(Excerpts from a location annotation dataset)
------

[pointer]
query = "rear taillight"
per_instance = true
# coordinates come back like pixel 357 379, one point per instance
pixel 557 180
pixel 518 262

------

What you should do:
Rewrite the lines above, changing "rear" to "back" and keeping everything else the same.

Complete response:
[pointer]
query = "back taillight"
per_instance = true
# coordinates come back like pixel 357 379, one point per instance
pixel 557 180
pixel 518 262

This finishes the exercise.